Update the items below by replacing "marker" with "pin" everywhere it occurs, and leave everything else unchanged.

[Start Task data]

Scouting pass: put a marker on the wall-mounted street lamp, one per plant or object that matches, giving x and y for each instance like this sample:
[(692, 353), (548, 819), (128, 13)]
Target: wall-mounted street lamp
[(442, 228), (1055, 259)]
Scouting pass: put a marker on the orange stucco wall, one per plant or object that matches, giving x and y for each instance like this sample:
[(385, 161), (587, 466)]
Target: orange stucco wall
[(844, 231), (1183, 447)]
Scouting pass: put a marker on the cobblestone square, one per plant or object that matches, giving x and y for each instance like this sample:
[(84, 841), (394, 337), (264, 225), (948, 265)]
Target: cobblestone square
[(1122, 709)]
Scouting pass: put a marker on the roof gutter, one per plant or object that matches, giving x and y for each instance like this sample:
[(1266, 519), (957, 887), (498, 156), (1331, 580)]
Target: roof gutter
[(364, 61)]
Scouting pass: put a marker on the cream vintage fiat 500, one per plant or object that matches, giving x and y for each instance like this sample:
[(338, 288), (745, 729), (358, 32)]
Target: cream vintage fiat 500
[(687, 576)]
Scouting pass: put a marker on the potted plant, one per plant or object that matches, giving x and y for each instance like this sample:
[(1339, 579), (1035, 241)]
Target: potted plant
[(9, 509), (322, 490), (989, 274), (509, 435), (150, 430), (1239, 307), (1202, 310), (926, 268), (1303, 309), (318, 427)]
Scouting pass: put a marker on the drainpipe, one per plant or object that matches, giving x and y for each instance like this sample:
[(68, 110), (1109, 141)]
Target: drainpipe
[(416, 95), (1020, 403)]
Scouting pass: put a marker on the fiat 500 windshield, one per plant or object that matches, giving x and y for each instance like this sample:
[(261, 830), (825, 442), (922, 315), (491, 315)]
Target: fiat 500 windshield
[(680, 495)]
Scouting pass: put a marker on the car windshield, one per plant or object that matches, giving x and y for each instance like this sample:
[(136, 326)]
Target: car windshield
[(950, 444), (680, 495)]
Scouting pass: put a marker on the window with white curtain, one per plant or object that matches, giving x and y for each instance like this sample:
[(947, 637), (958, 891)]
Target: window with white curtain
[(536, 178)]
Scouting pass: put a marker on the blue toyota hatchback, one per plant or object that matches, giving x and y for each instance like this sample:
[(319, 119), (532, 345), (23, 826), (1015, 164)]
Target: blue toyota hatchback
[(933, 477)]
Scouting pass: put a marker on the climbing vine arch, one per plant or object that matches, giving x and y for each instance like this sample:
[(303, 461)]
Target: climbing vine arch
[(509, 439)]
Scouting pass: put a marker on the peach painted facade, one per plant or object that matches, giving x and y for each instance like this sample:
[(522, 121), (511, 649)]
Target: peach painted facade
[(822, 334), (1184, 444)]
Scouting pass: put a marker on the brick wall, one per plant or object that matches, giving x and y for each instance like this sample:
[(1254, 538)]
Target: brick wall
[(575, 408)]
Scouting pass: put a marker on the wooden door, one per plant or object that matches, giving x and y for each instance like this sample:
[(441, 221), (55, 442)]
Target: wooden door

[End Task data]

● **Task response**:
Scouting pass: put a pin on the wall-mounted street lamp, one per plant or object that matches, giving x and y for each instance like this sample:
[(692, 353), (548, 819), (128, 13)]
Target: wall-mounted street lamp
[(442, 228), (1055, 259)]
Scouting pass: put a pin on the orange stucco wall, one per plant or object that matches, giving x and y for each instance like this sample:
[(385, 161), (587, 466)]
Target: orange stucco wall
[(844, 231), (1183, 447)]
Scouting pass: put a pin on the cobblestone square, one per plant or object that matches, giving x and y for each instance like this sample:
[(84, 841), (394, 337), (264, 225), (948, 265)]
Target: cobblestone square
[(1122, 709)]
Scouting pass: put a pin on the roof gutter, one per plant or object that matches, giving x and y for each instance like this sample:
[(1266, 519), (957, 887), (498, 156), (1331, 580)]
Target: roof gutter
[(364, 61)]
Scouting pass: put a pin on the cream vintage fiat 500, one per plant or object that matches, giving x and y for each instance like this sample:
[(338, 288), (745, 729), (358, 32)]
Target: cream vintage fiat 500
[(687, 576)]
Scouting pass: put a pin on the potted plant, one per plant or object that matches, giving x and y for each instance like this sample:
[(1339, 579), (1035, 241)]
Target: potted plant
[(9, 509), (322, 490), (989, 274), (509, 435), (150, 430), (1239, 307), (1202, 310), (926, 268), (1303, 309), (318, 427)]
Scouting pass: put a pin on the drainpipe, one per plant or object that matches, giving x and y for each instance like this sample:
[(68, 110), (1109, 141)]
Target: drainpipe
[(416, 95), (1020, 403)]
Scouting pass: put a pin on the fiat 500 windshield, one per plant or object that matches, giving x and y for each instance like this sample:
[(261, 830), (825, 442), (922, 315), (491, 315)]
Target: fiat 500 windshield
[(680, 495)]
Scouting pass: put a pin on the car windshield, one per plant or object that matches, giving x and y for each instance like this sample:
[(136, 326)]
Target: car windshield
[(950, 444), (680, 495)]
Scouting pass: put a pin on the window with white curtain, one per plant or object that matches, giving x and y for each instance like this sample:
[(947, 637), (958, 891)]
Target: window with white curtain
[(536, 178)]
Scouting pass: put a pin on the blue toyota hatchback, one per plant or object that matches, giving x and y for each instance like this sample:
[(319, 119), (532, 345), (23, 826), (1015, 164)]
Target: blue toyota hatchback
[(933, 477)]
Scouting pass: put a pin on the climbing vine arch, one per plant or object that matches, giving x and y for each instance like this sample:
[(303, 461)]
Target: climbing vine arch
[(509, 439)]
Scouting pass: put a pin on the peach painted facade, one per plant or object that matches, giving x and y for each instance like this sample:
[(522, 121), (511, 649)]
Target: peach painted facade
[(822, 334), (1184, 444)]
Scouting pass: put a pin on the brick wall, one per plant or object that matches, giving x and y for each instance like this sample:
[(1254, 538)]
Target: brick wall
[(575, 408)]
Scouting pass: put a pin on the wooden door, one per plant or object that matches, giving x and y for each instance like this sample:
[(441, 221), (55, 442)]
Target: wooden door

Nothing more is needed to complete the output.